▶ **EXERCISE REQUIREMENTS**
Would you transcribe the records word for word, please?

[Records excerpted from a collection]
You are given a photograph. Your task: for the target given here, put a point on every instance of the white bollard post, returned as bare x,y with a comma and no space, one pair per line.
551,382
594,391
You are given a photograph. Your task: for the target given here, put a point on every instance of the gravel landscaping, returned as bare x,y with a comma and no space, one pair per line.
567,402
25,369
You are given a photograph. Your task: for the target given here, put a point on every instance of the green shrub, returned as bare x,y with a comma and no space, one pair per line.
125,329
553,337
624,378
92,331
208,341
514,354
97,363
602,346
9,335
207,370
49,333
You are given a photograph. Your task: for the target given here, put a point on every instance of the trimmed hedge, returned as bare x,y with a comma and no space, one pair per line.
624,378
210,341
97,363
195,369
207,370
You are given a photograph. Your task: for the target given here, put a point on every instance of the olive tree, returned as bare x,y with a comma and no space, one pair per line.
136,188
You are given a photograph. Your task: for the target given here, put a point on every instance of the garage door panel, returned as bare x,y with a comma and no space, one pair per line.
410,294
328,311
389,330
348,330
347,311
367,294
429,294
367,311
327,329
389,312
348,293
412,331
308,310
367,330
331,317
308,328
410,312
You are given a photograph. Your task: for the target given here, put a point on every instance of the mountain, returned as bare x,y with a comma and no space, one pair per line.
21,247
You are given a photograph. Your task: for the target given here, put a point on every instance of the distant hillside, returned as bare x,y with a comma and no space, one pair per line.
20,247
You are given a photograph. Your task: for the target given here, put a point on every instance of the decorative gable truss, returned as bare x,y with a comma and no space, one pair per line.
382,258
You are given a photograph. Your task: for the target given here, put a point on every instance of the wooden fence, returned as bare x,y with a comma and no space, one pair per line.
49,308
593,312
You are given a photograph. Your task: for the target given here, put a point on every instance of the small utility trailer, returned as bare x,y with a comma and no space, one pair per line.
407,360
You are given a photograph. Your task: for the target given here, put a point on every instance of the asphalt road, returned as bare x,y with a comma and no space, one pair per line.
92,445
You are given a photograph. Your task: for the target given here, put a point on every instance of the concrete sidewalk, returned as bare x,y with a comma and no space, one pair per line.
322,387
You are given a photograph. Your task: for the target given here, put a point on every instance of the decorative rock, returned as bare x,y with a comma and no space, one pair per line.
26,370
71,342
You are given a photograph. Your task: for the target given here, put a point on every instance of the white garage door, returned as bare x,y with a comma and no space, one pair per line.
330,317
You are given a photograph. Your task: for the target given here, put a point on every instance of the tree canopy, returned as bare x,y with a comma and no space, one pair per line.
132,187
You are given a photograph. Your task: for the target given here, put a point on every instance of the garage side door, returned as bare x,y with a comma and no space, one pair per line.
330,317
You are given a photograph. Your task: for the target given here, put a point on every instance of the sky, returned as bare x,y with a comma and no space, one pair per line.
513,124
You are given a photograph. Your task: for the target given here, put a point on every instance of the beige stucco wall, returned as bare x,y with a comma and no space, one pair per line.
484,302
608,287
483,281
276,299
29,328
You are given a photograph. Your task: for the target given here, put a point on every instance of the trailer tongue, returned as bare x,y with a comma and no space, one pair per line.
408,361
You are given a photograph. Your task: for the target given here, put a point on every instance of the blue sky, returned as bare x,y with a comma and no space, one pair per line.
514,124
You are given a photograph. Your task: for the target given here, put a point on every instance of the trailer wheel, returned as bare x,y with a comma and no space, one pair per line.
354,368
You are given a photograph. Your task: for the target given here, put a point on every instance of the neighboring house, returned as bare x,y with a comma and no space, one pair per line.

▶ **EXERCISE ANSWER**
You are given a photograph. Your task: for the target given here, put a point on every instance of the white bollard post, returned as bare x,y with a comma and no space, one pair per line.
551,382
594,391
You are given a photograph. Your task: for the target given here, put a point on every instance of the gravel landscaping, returned as bare x,y with a comma and no space, one pair per line.
567,402
25,369
You are given a photograph. Your task: for the target given here, put a point on every instance of the green shrub, returned as bare x,y with a comma and no space, one pair per line.
125,329
553,337
624,378
92,331
208,341
514,354
97,363
602,346
9,335
207,370
49,333
You are given a photograph. Your task: for the target given here, put a point on every instance of the trimmed hedge, returned as bare x,y with a comma and no space, one pair per line.
624,378
210,341
97,363
195,369
207,370
You are given a photograph. Your task: for the target given here, put a point on every instance of the olive tree, returned as bare x,y with a comma and no space, one pair per line.
136,188
You are given a photograph. Your task: for the target given here, put a point on every instance of the garage door panel, returned as bare x,y with a comma and no space, one pair per line.
410,294
328,311
389,330
348,330
347,311
367,294
429,294
367,311
327,329
389,312
348,293
412,331
308,310
367,330
331,317
308,328
410,312
You are given a photograph. Your task: for the target given here, put a point on every instance of the mountain, returned as bare x,y with a comma and no space, one pair per line.
21,247
You are given a photograph. Your task: for the target given here, put a point on every instance of the distant hillside, returned as bare x,y with a comma and no space, one pair per line.
20,247
You are given a photograph. Your task: for the target given here, put a point on every instance of the decorative gable truss, returned as bare x,y with a comma and no space, one pair per line.
382,258
You are given a photograph. Your task: for the target given here, put a point on every instance of the wooden fence, returned as bare x,y with a comma and no space, one pair per line.
49,308
593,312
You are given a photograph. Your task: for the target given here, put a point on every instance of the small utility trailer, returned as bare x,y with a comma and no space, one pair per line.
407,360
You are given a photograph. Your task: for the target given here, put a point on every instance of the asphalt road, returned as bare x,y with a comma and no space, one pair per line.
92,445
You are given a photograph. Your task: for the target given here, put a point on every instance of the concrete sidewalk, returned as bare x,y with a comma and no space, one pair per line.
322,387
You are given a photograph. Your task: for the target given here, put a point on every instance of the decorative rock, returned as bare x,y with a comma and no space, one pair per line.
26,370
71,342
You are given a photograph. Your task: for the target given here, put a point on every instance of the white garage door, returned as bare x,y with a comma and no space, one pair per line.
330,317
You are given a photograph. Your task: for the target given here, put a point on every instance of the tree canopy, returned as bare x,y with a comma and no space, one pair per line.
132,187
You are given a photograph. Your task: for the target given here, put a point on every instance of the garage side door, returned as bare x,y with a comma and no space, one pair per line.
330,317
You are given a photograph. Your task: for the target given here, put a point on every instance of the sky, returned as bare x,y with a comma and no space, one pair per line.
513,124
You are given a photograph. Your task: for the target given here, put a point on every instance of the beige stucco wall, returned as bare x,y with a comma and no space, one pair per line.
484,302
608,287
483,281
276,299
29,328
You are given a photograph. Your task: for the target given here, put a point on every instance of the trailer tongue, returned as bare x,y with a comma and no space, one pair per line.
408,361
You are given a photograph. Your task: for the target given here, put a point on every instance of the blue sky, returned as bare x,y with a comma and no space, one pair per line.
514,124
You are given a photograph. Your task: for the target given here, put a point on every instance of the trailer wheel, returned as bare x,y with a comma and no space, one pair per line.
354,368
You are given a photograph. Your task: for the target given here, put a point on every instance of the neighboring house, returned as bare x,y with a comma and no space, one pair per line.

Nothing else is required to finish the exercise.